> _TASK BRIEF_: From the listing below, work out how many lines contain "SHOULD". Reply with that number only.

> _ENTRIES SUPPLIED_:
+ + + +

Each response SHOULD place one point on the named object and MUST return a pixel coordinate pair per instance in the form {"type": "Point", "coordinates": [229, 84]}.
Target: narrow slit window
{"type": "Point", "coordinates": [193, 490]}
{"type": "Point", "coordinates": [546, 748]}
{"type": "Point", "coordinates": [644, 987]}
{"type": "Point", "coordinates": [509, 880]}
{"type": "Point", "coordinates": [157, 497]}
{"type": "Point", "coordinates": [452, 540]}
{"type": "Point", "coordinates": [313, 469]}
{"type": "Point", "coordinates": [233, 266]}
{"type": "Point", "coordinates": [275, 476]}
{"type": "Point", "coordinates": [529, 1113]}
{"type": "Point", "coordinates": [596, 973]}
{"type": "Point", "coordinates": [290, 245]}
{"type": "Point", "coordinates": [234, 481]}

+ + + +

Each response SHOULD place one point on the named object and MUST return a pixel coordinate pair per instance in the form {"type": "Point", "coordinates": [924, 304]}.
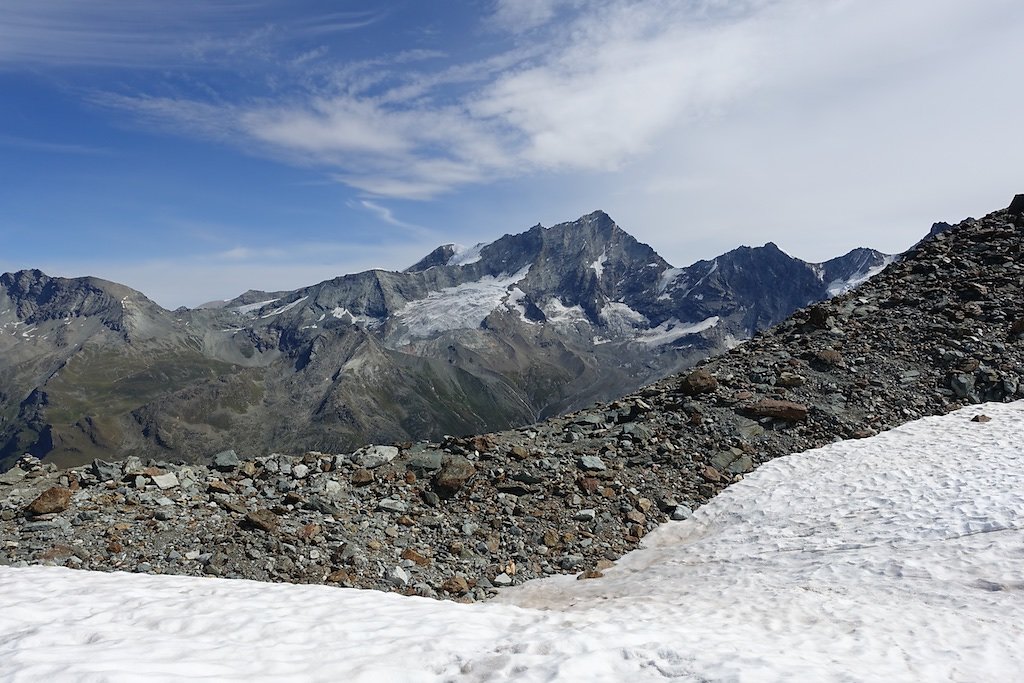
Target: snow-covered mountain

+ + + +

> _REPLY TO THE EXERCISE_: 2